I've built a lot of dirt berms and as long as the face angle is below or at the soil's natural angle of response it will generally stay put. Build it steeper than this angle and it will slump in a few years but still be usable. To find a local soil's angle of response, look for the steepest naturally occurring slope composed of that soil and measure it with a clinometer. 30-45 degrees is typical for most soils.


----------



## epic (Apr 16, 2005)

bankerboy said:


> You oppose it a directional trail the majority including the city approved? I come from an area where the city and county do not support trails or biking. I wish I had your problems.
> 
> The park map you posted shows ample existing bidirectional trails. Now the city has proposed and funded a downhill flow trail. Where is the problem? This sounds more like a personal vendetta to stop something because of your hurt feelings.
> 
> You have a city willing and able to build trail. Instead of fighting it, work with them to help them to learn what they know and share your experiences.


Yeah, nice problem to have.


----------



## bamwa (Mar 15, 2010)

Sounds sweet to me.
If you read up, IMBA's flow trail recommendations are designed for you to ride with your kid.
No gap jumps so everything is rollable at different speeds. 
Are you worried you kid will progress faster than you and leave you in the dust?
I'd shut up and let a 30k trail get built. Not everyone wants to always pay for lift tickets.
Like stated above, maintenance may not be nearly as bad as you think.


----------



## Miker J (Nov 4, 2003)

I wish I had your problem.


----------



## sbsbiker (Dec 1, 2007)

bamwa said:


> Sounds sweet to me.
> If you read up, IMBA's flow trail recommendations are designed for you to ride with your kid.
> No gap jumps so everything is rollable at different speeds.
> Are you worried you kid will progress faster than you and leave you in the dust?
> ...


The trail build cost is $140k! $30K was for design, and designer overseeing the construction. To compair, the Beall trail on the backside is 6 miles long and cost $40k, this trail should be paved with gold for it to cost $170k. But, the Accommodations Tax that provides money to build trails cannot provide funding to maintain trails.

I have no doubt my kid will eventually progress past me, but she is 3, so I have some time yet.
I'm worried that some other kid's (or a stoned adult) desire to jump will progress faster than his skills and that kid will break his a$$, and his lawyers will take the city to the cleaners for providing a jump track in a forest meadow, 3 miles from the trailhead, without a maintenance plan, or patrol, or plan for evacuation of injured.

But by all means, all of you guys come to Steamboat, ride this trail, tell the city you like it and want more. And please stay in a hotel, not a condo. Hotel rooms have a 1% tax that goes to fund these trails. Remember Hotel, not condo.


----------



## PhxChem (Aug 4, 2010)

sbsbiker said:


> The more I work with cyclists, the more I think most are self centered egomaniacs that only support their own deigns, and ideas. I want no part of any of them.


Uuuummmmmm...



sbsbiker said:


> It doesn't look like this trail has the community support it will need to be built, and the fact that this design will require maintenance than the city offers (none) make it's buildout questionable.


Your first post seemed to suggest it was a foregone conclusion. Now it's not going to happen?

_ _ _ _ _

[What you need to do] Rewrite the stretch of the forum thread from "## epic (Apr" through "your hurt feelings.", putting "two-way" in place of "bidirectional".

[Supplied data]

_ _ _ _ _

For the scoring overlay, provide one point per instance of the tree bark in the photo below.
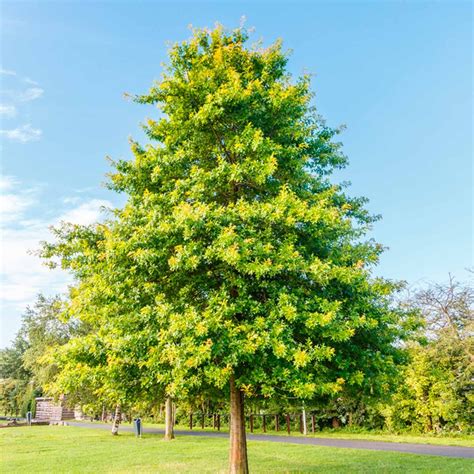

_ _ _ _ _

[Exercise response]
## epic (Apr 16, 2005)

bankerboy said:


> You oppose it a directional trail the majority including the city approved? I come from an area where the city and county do not support trails or biking. I wish I had your problems.
> 
> The park map you posted shows ample existing two-way trails. Now the city has proposed and funded a downhill flow trail. Where is the problem? This sounds more like a personal vendetta to stop something because of your hurt feelings.